Task directions » Reproduce each of the following lines verbatim, without any alteration.

Task input »
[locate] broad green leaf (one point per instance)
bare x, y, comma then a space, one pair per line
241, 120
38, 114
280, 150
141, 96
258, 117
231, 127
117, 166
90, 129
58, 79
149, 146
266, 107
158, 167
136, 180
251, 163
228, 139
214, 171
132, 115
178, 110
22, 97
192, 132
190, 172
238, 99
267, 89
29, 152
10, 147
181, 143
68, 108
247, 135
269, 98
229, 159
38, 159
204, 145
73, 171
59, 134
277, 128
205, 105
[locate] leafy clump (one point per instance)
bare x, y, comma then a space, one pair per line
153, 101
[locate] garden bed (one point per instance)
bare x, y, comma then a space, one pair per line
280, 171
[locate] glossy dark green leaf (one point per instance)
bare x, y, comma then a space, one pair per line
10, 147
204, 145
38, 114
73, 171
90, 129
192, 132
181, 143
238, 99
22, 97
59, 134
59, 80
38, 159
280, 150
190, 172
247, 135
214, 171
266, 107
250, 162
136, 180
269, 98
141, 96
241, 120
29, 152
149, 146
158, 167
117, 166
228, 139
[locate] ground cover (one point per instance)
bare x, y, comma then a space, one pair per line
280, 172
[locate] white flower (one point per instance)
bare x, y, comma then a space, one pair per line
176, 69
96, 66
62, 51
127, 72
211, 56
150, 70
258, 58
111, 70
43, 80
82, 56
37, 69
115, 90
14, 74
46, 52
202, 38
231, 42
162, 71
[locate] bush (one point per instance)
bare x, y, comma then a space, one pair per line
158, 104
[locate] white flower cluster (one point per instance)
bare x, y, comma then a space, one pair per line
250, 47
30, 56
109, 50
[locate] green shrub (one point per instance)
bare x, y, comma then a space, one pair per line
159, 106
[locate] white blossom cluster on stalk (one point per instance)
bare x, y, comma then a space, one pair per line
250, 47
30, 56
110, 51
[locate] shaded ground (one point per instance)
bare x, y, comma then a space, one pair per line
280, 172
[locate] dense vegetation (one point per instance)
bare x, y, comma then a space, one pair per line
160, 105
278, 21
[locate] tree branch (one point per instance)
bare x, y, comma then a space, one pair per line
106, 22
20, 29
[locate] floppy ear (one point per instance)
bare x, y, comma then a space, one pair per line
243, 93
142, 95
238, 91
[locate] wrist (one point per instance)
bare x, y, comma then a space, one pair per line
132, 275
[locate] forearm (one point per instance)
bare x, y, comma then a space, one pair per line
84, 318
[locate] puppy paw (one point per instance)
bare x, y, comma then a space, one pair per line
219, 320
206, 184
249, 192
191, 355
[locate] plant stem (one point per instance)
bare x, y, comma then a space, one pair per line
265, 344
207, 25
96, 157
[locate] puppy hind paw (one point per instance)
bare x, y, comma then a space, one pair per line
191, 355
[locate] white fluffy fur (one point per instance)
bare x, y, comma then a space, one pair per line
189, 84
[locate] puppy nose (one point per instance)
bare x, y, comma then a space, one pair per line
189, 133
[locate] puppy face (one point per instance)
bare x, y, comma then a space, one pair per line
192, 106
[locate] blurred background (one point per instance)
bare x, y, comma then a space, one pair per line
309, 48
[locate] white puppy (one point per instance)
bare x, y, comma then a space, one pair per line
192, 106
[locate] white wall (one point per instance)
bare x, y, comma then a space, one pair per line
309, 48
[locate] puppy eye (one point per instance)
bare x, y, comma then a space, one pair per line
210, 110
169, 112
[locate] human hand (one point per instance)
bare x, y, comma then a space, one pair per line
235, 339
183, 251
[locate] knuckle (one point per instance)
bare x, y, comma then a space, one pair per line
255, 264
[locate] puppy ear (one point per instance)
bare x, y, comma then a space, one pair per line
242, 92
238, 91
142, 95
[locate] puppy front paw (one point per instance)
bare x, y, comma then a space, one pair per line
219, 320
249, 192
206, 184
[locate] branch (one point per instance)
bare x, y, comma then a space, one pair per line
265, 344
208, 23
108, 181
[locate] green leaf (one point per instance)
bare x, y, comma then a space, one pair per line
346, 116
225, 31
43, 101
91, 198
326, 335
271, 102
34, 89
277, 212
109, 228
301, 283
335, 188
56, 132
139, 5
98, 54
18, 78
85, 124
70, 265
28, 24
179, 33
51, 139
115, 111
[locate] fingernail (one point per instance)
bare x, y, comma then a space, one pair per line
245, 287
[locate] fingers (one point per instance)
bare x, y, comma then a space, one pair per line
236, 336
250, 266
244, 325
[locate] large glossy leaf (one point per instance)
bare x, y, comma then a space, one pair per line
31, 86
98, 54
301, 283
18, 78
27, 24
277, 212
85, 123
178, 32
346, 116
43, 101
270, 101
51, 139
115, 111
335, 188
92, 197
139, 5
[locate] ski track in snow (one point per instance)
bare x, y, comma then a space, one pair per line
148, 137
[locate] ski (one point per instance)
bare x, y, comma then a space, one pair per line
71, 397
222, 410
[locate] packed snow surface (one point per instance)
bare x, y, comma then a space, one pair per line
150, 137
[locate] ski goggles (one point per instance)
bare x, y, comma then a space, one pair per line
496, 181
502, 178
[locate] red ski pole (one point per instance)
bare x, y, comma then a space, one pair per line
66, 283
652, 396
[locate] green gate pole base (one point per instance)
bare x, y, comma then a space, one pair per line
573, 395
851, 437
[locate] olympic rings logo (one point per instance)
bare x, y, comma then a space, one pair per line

The output »
[locate] broad green leaf (one point per instance)
bare x, y, comma then a space, one pair per line
241, 120
38, 114
280, 150
141, 96
258, 117
231, 127
117, 166
90, 129
58, 79
149, 146
266, 107
158, 167
136, 180
251, 163
228, 139
214, 171
132, 115
178, 110
22, 97
192, 132
190, 172
238, 99
267, 89
29, 152
10, 147
181, 143
68, 108
247, 135
269, 98
229, 159
38, 159
204, 145
73, 171
59, 134
277, 128
205, 105
[locate] leafy clump (one point per instance)
bare x, y, comma then a space, one pair per line
153, 101
[locate] garden bed (one point per instance)
bare x, y, comma then a space, one pair per line
280, 171
[locate] glossy dark green leaf (one point per instance)
bare x, y, comma then a space, one pair per line
10, 147
204, 145
38, 114
73, 171
90, 129
192, 132
181, 143
238, 99
22, 97
59, 134
59, 80
38, 159
280, 150
190, 172
247, 135
214, 171
266, 107
250, 162
136, 180
269, 98
141, 96
241, 120
29, 152
149, 146
158, 167
117, 166
228, 139
[locate] ground cover (one point per instance)
bare x, y, comma then a space, one pair per line
280, 172
[locate] white flower (one point per instance)
bare x, y, comma then a space, one pair per line
176, 69
96, 66
62, 51
127, 72
211, 56
150, 70
258, 58
111, 70
43, 80
82, 56
37, 69
115, 90
14, 74
46, 52
202, 38
231, 42
162, 71
[locate] bush (one point per instance)
bare x, y, comma then a space, one pair per line
158, 104
[locate] white flower cluster (one point per instance)
bare x, y, comma then a space, one pair per line
250, 47
30, 56
109, 50
[locate] green shrub (one point per instance)
bare x, y, comma then a space, one pair per line
159, 106
[locate] white blossom cluster on stalk (one point per instance)
bare x, y, comma then a space, one pair per line
250, 47
30, 56
110, 51
[locate] shaded ground (one point per instance)
bare x, y, comma then a space, one pair per line
280, 172
[locate] dense vegetation (one point per instance)
bare x, y, comma then a space, one pair per line
160, 105
278, 21
[locate] tree branch (one point per instance)
bare x, y, comma then a space, one pair per line
106, 22
20, 29
[locate] floppy ear (one point per instance)
bare x, y, comma then a space, one pair per line
243, 93
142, 95
238, 91
[locate] wrist (one point per instance)
bare x, y, comma then a space, one pair per line
132, 275
[locate] forearm (one point per instance)
bare x, y, comma then a space, one pair per line
84, 318
[locate] puppy paw (one point per instance)
bare x, y, comma then a space, one pair per line
219, 320
206, 184
249, 192
191, 355
[locate] plant stem (one point per instance)
bare x, y, comma then a space, one pair per line
265, 344
207, 25
96, 157
[locate] puppy hind paw (one point per instance)
bare x, y, comma then a space, one pair per line
191, 355
[locate] white fluffy fur (one point per instance)
bare x, y, comma then a space, one pair per line
189, 84
[locate] puppy nose (one point per instance)
bare x, y, comma then a space, one pair per line
189, 133
[locate] puppy face (one point per instance)
bare x, y, comma then a space, one pair per line
192, 106
[locate] blurred background (one point per instance)
bare x, y, comma then a space, one pair per line
309, 48
[locate] white puppy (one point per instance)
bare x, y, comma then a space, one pair per line
192, 106
[locate] white wall (one point per instance)
bare x, y, comma then a space, one pair per line
309, 48
[locate] puppy eye (one point per instance)
bare x, y, comma then a space, one pair per line
210, 110
169, 112
[locate] human hand (one point per instance)
bare x, y, comma then a space, one pair per line
235, 339
183, 251
[locate] knuckle (one point per instance)
bare x, y, comma then a space, one pair per line
255, 264
[locate] puppy ear (one point per instance)
bare x, y, comma then a space, one pair per line
242, 92
238, 91
142, 95
[locate] puppy front paw (one point per instance)
bare x, y, comma then a space, one pair per line
219, 320
249, 192
206, 184
[locate] branch (one point per instance)
bare x, y, comma then a space, one pair per line
265, 344
208, 23
108, 181
[locate] green leaf (one point per instance)
bare x, y, comma then a space, one pair per line
346, 116
225, 31
43, 101
91, 198
326, 335
271, 102
34, 89
277, 212
109, 228
301, 283
335, 188
56, 132
139, 5
98, 54
18, 78
85, 124
70, 265
28, 24
179, 33
51, 139
115, 111
[locate] fingernail (one point per instance)
bare x, y, comma then a space, one pair per line
245, 287
[locate] fingers (one point per instance)
bare x, y, comma then a space, one pair per line
236, 336
250, 266
244, 325
[locate] large glossy leaf (one point per instance)
bare x, y, comma then a space, one pair per line
31, 86
98, 54
301, 283
18, 78
27, 24
277, 212
85, 123
178, 32
346, 116
43, 101
270, 101
51, 139
115, 111
335, 188
92, 197
139, 5
[locate] ski track in snow (one point per instance)
bare x, y, comma then a space, one pair per line
148, 137
[locate] ski (one point per instance)
bare x, y, comma then a space, one pair per line
71, 397
222, 410
[locate] packed snow surface (one point per instance)
bare x, y, comma then a space, one pair per line
150, 137
[locate] ski goggles (one point per instance)
bare x, y, comma then a space, one pair per line
496, 181
502, 178
[locate] red ski pole (one point per instance)
bare x, y, comma then a space, one pair per line
66, 283
652, 396
[locate] green gate pole base (one point per instance)
bare x, y, comma then a space, one pair per line
573, 395
851, 437
[locate] olympic rings logo (one point per instance)
bare x, y, comma then a space, one pair per line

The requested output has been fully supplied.